**Request:** Find "Where can the carved" in the material below, then copy that line and every subsequent line to the end, exactly.

**Supplied information:**

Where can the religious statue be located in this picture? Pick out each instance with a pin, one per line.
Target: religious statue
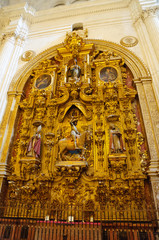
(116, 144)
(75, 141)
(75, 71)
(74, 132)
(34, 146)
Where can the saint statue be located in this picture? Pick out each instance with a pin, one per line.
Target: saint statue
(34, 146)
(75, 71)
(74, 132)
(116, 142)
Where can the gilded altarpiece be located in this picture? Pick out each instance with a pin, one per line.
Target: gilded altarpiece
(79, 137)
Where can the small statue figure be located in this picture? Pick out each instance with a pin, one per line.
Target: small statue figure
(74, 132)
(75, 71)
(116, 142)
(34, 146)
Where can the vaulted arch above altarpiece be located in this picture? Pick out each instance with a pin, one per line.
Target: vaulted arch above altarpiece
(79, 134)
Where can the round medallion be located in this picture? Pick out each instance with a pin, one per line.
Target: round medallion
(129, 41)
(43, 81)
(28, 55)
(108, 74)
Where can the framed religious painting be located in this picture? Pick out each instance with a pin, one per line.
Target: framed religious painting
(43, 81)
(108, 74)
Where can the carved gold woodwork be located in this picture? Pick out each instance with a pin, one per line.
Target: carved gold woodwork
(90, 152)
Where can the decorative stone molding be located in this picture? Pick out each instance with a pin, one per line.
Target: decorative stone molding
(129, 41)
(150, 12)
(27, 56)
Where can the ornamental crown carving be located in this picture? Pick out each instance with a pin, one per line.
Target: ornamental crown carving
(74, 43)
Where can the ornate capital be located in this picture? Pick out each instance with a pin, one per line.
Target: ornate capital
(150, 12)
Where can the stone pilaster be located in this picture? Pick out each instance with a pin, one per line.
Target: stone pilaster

**Exercise result:**
Where can the carved gold woodwork be located in this picture? Pick out each instance with a pin, one per line.
Target: carved gold woodwork
(90, 152)
Where can the decorative stone molding be located in this picture? Pick out each instance with a pin, one per line.
Target: decorative stone molding
(129, 41)
(150, 12)
(27, 56)
Where can the ornamental crown carving be located in this picture? Pick out each instance with a pin, one per line.
Target: ornamental crown carving
(74, 43)
Where can the ornate capital be located in this picture? Pick out each instance with a pin, one per line.
Target: ornate capital
(150, 12)
Where can the stone pilaster be located in this picture? Pick out each instance with a pin, one per line.
Target: stone pilaster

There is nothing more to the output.